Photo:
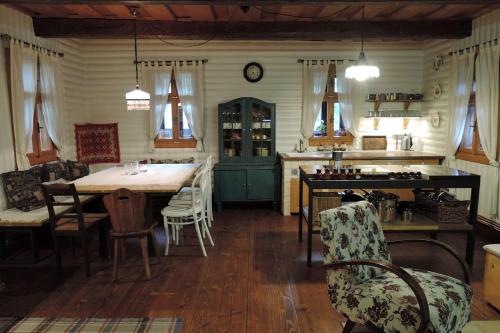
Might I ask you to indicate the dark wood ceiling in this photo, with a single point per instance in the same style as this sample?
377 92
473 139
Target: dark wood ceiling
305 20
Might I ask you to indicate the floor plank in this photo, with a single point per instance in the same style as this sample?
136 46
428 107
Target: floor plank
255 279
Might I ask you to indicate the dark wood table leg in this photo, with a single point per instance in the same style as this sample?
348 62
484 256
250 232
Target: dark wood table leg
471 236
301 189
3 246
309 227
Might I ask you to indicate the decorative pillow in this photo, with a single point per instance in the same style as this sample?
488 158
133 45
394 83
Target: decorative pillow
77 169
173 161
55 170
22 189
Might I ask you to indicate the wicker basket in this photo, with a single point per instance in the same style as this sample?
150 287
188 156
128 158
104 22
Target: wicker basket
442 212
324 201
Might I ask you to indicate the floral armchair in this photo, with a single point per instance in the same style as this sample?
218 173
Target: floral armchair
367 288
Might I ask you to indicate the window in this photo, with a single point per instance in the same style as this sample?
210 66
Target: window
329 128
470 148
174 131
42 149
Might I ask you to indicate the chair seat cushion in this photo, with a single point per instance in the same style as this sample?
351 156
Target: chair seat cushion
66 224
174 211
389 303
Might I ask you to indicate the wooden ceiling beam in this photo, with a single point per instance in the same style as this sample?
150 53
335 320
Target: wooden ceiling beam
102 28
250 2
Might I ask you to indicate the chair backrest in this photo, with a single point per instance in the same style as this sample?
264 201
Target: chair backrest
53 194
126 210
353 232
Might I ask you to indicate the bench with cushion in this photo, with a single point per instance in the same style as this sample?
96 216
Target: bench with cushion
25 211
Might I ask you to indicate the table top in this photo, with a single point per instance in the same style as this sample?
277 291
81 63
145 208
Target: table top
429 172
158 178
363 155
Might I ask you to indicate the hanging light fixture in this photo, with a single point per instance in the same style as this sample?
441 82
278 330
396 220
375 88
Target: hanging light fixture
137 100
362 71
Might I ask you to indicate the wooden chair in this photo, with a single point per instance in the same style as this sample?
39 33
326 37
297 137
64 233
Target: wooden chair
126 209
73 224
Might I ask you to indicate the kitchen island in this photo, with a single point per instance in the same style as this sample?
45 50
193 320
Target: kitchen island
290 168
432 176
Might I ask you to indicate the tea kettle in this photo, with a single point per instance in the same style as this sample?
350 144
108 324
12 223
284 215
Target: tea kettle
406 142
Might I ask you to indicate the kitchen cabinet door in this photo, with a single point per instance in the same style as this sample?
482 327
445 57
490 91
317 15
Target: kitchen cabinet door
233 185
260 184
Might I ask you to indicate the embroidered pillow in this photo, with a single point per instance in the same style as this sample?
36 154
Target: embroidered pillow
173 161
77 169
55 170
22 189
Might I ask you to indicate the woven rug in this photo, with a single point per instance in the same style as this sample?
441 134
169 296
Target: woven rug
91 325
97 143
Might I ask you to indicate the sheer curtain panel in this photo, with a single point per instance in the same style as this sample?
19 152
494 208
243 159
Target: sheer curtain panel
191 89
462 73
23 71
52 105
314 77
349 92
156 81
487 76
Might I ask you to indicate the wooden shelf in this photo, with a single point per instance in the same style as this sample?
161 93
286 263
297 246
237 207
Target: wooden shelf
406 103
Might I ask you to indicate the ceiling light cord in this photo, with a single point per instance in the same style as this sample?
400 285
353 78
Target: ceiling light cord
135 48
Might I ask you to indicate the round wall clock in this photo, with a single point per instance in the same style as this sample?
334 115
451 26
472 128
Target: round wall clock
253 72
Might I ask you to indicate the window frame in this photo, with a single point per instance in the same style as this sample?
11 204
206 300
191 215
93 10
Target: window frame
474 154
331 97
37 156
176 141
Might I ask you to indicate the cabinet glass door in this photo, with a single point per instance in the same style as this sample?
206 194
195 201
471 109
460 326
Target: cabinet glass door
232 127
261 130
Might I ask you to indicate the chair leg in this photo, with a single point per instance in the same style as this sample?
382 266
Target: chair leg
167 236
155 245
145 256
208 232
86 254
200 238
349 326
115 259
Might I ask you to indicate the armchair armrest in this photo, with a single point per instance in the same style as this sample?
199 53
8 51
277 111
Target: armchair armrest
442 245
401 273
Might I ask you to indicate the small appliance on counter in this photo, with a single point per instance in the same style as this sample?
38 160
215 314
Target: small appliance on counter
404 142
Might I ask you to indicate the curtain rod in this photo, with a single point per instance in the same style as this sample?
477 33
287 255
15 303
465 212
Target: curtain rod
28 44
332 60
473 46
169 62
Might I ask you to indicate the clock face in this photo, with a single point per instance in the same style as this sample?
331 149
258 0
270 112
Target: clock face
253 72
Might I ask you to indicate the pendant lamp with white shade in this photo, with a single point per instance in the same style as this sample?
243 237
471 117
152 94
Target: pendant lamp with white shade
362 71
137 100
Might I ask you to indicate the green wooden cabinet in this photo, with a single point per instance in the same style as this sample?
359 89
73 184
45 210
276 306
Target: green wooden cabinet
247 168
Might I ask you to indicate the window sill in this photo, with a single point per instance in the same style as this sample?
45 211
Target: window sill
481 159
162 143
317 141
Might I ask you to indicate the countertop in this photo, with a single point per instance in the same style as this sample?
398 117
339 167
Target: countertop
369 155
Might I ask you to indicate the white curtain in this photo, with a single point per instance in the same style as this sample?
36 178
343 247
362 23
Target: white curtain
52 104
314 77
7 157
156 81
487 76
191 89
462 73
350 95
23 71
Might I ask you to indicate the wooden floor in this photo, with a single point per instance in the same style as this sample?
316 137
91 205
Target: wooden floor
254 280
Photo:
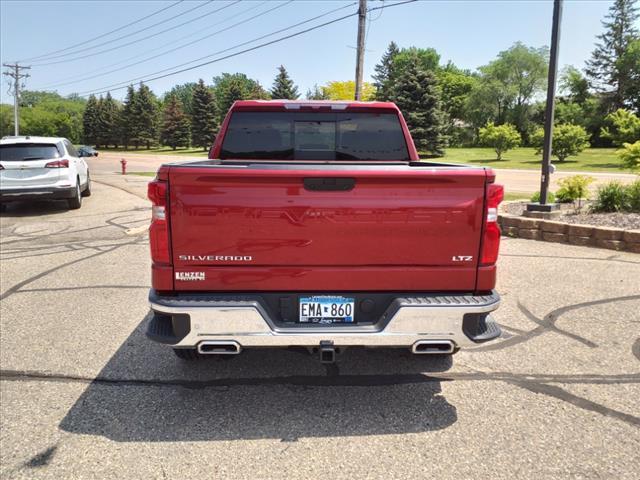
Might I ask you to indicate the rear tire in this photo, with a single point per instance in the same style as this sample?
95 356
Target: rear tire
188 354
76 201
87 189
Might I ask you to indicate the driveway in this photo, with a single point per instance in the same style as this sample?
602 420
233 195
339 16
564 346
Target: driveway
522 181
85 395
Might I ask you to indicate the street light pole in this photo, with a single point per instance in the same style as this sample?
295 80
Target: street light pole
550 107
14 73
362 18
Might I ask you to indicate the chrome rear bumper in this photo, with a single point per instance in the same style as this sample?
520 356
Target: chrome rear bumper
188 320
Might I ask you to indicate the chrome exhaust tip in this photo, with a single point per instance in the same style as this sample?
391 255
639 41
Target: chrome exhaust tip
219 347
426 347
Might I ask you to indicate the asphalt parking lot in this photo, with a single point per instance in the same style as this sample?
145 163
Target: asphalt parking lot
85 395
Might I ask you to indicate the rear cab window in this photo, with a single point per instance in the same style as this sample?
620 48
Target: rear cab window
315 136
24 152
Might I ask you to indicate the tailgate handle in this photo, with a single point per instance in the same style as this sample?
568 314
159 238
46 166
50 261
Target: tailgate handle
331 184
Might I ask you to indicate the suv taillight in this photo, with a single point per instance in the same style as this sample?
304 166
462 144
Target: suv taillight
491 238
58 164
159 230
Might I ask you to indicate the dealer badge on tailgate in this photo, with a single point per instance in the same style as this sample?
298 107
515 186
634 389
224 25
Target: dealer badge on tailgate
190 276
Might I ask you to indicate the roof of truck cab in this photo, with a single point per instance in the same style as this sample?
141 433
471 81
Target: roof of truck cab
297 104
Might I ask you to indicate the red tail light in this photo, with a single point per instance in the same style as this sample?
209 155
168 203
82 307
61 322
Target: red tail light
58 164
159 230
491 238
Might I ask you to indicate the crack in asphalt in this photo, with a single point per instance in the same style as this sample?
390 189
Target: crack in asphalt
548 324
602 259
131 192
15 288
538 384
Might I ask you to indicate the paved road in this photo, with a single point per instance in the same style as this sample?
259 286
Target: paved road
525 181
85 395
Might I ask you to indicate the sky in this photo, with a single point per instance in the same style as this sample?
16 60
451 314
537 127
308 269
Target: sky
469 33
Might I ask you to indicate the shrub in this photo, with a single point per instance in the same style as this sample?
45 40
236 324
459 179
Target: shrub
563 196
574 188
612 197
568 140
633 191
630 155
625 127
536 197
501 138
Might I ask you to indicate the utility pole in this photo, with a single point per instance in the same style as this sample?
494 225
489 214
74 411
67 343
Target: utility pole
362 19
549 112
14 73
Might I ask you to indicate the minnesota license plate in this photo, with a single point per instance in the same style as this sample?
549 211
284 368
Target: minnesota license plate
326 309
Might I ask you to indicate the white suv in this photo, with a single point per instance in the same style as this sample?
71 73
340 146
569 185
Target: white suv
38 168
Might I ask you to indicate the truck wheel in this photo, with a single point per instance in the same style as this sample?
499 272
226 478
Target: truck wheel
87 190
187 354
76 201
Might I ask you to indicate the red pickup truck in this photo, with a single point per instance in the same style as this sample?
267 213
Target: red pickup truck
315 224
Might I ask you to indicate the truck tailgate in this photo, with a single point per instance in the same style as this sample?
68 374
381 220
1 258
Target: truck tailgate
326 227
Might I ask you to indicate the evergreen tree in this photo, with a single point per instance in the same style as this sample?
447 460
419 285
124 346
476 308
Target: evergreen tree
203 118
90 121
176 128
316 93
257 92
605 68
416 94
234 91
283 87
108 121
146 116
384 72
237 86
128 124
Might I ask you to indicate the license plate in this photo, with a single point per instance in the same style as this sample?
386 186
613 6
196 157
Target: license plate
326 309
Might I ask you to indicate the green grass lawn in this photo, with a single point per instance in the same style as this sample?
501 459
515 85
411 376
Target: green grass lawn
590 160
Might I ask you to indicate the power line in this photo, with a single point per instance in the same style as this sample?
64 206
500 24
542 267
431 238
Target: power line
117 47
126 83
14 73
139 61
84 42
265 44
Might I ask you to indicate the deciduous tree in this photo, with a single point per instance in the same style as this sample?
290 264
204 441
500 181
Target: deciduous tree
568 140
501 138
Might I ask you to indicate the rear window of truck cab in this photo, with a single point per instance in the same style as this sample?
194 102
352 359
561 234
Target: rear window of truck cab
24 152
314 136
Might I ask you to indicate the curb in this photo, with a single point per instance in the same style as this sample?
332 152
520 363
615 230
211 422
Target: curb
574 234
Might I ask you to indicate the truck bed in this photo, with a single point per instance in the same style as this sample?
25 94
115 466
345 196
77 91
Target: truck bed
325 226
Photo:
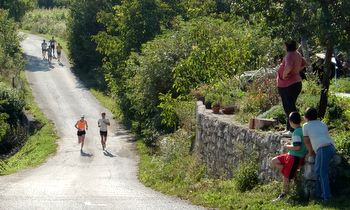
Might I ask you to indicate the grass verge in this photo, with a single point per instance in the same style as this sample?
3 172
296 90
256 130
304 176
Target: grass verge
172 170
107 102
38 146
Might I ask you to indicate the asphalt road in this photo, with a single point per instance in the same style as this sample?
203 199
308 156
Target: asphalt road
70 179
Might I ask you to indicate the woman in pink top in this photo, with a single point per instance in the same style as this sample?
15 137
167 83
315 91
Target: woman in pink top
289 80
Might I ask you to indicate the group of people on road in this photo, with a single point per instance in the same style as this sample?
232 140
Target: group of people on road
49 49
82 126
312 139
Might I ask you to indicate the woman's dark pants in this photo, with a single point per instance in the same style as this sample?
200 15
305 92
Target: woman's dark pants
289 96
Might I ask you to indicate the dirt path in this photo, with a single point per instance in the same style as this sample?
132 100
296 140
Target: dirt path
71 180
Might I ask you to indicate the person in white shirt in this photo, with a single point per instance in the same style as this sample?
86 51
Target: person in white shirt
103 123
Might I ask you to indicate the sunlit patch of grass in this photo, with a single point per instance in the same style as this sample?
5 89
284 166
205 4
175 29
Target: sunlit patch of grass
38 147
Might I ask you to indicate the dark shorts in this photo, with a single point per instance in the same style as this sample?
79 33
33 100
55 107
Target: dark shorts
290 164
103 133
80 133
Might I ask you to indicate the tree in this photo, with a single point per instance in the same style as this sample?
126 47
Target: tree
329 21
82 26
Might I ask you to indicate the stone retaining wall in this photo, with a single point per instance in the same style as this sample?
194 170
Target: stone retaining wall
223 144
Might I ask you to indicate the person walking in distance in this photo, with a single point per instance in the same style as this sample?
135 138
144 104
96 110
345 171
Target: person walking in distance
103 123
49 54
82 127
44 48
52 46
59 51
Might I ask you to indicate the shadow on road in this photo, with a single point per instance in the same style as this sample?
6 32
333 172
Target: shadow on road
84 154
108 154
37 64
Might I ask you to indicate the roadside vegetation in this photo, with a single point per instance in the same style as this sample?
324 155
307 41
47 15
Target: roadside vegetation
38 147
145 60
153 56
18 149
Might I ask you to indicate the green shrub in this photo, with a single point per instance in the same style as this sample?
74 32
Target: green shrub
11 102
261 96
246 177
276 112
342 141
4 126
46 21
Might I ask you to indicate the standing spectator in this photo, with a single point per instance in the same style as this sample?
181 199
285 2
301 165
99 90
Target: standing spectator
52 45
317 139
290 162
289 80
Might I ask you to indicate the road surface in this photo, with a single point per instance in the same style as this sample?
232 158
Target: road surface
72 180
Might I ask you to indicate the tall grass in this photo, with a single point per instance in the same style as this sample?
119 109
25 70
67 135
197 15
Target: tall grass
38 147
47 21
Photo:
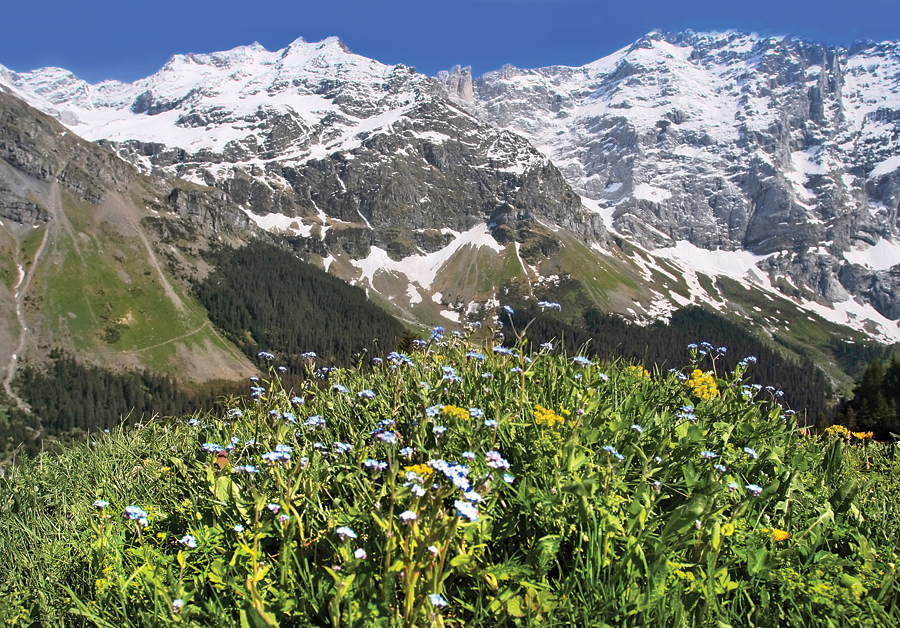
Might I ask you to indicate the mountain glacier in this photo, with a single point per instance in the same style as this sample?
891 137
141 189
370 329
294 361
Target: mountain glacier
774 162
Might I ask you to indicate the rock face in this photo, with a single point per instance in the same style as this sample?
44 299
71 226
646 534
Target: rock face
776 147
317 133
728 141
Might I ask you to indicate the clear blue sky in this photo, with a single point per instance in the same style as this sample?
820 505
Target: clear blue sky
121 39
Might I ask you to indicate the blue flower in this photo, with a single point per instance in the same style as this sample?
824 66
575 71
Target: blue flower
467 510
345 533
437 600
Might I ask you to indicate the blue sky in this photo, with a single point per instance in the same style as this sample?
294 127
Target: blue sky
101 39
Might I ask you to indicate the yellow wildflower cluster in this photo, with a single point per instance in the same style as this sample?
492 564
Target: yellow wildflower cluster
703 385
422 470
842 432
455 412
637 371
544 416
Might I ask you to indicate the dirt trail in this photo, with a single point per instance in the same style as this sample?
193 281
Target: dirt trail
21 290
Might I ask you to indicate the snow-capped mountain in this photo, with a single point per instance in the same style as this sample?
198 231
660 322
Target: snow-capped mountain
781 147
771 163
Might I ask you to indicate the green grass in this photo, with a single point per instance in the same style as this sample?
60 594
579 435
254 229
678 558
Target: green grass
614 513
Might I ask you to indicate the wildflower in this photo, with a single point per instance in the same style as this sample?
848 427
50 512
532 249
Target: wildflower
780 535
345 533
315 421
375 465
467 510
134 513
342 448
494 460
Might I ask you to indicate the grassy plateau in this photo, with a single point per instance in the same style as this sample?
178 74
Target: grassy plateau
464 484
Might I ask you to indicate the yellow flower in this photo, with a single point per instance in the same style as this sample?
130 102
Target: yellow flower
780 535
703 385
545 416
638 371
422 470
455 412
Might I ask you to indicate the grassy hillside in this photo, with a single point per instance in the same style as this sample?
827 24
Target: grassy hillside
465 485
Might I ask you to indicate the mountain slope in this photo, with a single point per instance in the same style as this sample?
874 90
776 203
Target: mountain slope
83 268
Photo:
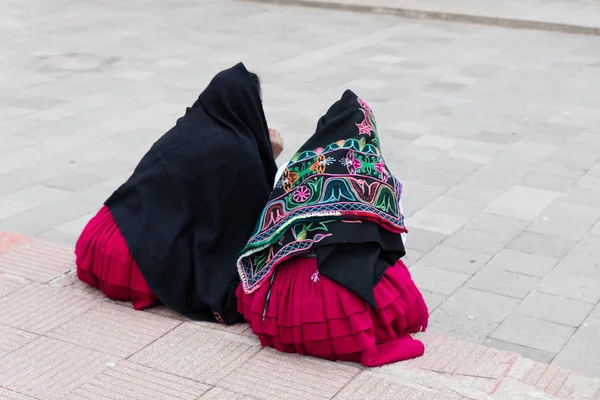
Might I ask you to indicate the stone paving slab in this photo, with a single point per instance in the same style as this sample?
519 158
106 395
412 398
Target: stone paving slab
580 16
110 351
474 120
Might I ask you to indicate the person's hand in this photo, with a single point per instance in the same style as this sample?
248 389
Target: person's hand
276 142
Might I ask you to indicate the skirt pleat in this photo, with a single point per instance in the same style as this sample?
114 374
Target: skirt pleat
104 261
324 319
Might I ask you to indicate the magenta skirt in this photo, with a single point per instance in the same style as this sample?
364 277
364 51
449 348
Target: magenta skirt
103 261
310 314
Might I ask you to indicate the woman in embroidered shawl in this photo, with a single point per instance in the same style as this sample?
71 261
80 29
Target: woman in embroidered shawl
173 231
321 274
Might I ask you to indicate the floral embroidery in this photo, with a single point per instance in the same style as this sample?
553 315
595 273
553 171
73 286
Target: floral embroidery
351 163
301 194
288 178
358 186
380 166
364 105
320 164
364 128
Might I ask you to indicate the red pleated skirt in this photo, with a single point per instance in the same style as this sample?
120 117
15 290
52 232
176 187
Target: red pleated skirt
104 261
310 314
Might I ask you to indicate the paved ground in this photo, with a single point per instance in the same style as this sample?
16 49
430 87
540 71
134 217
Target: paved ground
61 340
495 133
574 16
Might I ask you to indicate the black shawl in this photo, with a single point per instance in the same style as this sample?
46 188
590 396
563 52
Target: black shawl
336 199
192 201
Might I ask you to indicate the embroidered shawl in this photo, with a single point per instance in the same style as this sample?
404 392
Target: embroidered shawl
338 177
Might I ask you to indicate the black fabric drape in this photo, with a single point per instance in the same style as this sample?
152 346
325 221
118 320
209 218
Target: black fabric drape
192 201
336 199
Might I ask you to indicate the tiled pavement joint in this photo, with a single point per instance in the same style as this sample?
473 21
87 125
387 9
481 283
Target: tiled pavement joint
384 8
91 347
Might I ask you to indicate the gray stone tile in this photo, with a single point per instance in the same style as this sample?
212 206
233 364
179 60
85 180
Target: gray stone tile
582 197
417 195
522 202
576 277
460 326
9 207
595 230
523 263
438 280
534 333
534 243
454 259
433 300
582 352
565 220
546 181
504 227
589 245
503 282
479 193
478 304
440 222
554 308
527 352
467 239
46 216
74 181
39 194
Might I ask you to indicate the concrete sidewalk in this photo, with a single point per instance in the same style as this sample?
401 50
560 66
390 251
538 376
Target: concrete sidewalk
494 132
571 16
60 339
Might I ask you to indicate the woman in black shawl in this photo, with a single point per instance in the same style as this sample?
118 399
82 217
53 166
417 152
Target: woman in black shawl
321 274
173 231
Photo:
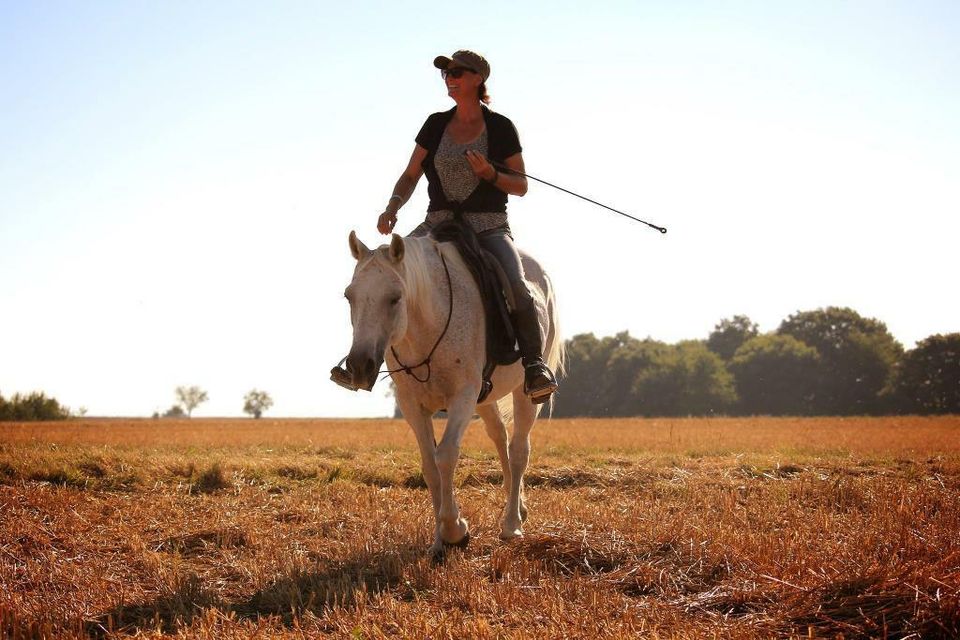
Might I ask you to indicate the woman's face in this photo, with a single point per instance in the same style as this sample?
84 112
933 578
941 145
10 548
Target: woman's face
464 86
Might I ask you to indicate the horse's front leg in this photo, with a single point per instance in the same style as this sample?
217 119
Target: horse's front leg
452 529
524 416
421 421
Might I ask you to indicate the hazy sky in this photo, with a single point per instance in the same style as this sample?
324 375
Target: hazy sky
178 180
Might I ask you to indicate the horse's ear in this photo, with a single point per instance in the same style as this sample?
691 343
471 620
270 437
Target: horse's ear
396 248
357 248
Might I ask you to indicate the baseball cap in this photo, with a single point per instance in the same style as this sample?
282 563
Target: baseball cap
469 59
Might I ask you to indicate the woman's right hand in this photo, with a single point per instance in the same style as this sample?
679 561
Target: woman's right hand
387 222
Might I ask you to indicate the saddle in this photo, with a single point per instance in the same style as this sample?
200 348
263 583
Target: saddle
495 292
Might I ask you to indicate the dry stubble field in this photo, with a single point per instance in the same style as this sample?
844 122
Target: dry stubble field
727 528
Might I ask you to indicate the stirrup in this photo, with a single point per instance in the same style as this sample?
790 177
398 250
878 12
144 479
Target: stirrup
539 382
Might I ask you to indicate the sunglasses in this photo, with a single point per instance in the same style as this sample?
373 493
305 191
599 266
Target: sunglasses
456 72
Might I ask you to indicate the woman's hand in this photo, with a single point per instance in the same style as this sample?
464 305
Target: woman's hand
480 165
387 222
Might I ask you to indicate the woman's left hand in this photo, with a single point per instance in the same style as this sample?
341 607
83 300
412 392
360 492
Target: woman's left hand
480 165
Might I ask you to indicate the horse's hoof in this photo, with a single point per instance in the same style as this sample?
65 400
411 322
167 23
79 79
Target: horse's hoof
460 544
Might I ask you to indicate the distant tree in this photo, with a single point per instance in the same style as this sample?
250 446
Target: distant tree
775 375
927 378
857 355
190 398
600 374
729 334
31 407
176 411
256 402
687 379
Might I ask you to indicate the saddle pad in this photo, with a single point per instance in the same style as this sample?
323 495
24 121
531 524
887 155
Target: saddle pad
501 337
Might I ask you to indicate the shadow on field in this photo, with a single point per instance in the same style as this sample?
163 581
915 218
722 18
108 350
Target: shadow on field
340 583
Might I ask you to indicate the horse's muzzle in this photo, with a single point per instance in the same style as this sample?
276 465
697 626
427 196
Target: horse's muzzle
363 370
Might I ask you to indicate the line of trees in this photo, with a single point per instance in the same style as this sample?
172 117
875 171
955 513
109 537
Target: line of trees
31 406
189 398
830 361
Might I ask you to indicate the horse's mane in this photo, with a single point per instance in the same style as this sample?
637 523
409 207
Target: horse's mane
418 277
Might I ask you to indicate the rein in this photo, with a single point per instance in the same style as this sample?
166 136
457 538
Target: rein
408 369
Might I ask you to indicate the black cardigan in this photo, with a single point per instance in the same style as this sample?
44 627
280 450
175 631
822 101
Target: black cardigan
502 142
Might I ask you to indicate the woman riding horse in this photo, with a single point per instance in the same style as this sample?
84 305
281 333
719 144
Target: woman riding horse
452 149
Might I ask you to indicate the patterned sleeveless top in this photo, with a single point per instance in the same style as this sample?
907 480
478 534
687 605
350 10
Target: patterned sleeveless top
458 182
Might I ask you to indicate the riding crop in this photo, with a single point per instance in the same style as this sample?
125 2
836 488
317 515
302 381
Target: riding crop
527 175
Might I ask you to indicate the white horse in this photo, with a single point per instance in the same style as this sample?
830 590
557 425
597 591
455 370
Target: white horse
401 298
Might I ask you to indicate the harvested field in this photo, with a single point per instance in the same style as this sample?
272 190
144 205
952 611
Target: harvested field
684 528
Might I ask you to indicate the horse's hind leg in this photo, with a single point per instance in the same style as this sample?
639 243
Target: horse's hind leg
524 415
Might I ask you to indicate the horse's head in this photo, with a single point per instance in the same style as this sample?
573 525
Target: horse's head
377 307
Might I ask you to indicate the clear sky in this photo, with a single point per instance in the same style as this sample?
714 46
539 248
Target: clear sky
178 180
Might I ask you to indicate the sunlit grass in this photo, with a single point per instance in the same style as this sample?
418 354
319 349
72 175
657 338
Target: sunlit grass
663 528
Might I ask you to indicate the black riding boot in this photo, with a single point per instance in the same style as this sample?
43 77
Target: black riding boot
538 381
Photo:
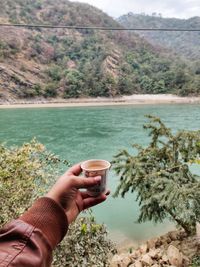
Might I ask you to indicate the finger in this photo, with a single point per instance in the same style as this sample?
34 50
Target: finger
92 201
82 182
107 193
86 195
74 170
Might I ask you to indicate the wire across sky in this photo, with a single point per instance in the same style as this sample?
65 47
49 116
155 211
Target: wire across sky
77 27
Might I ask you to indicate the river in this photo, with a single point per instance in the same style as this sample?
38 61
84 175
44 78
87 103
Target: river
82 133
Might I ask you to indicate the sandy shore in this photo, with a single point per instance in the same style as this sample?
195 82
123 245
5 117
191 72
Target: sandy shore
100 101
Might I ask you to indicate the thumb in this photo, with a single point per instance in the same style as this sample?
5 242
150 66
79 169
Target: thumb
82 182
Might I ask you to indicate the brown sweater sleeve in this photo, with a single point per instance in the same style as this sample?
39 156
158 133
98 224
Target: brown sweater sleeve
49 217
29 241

+ + +

## Exercise goal:
Exactly the lines from the one with "Might I ask you to indicate the clear sky" through the end of the listing above are to be repeated, with no pictures.

## Solved exercise:
Might I ask you to indicate the clear sky in this photo, with a single point per instance in the same style as this sample?
714 46
539 248
Target: clear sky
178 180
Might I ask you to indicate the sunlit grass in this photo, with a single point per instance in the same style as this sample?
418 354
319 349
72 175
657 338
Target: sunlit grass
663 528
Might I ask you to indicate the black riding boot in this photo, with a single point per instance in the same style as this sample?
43 77
Target: black riding boot
538 381
Photo:
Might I ask you to indicate the finger in this photo, with a single point per instance in the same style as this sample?
34 50
Target: finger
92 201
82 182
107 193
86 195
74 170
Might I ask you to indicate the wire across sky in this photo, with a single point per instance in the same style as this sample?
65 47
49 116
155 211
Target: wire across sky
77 27
Might I ask you to indicate the river in this photo, with a single point per instance in the same style as this sample?
38 61
84 175
44 78
87 103
Target: river
82 133
Might I ask you to indicate the sandy shore in this photo, with a single point per instance in the same style as this sample?
195 82
123 245
5 117
191 72
Target: sandy shore
100 101
Might I ask you to indicate the thumb in this photo, with a single point per instance in the same style as this sample?
5 242
150 66
79 169
Target: thumb
82 182
Might I ask you to indicate the brown sweater sleeve in this photo, with a single point per instance in the same style as this sample?
39 156
158 133
98 224
Target: brown sweater sleeve
49 217
29 241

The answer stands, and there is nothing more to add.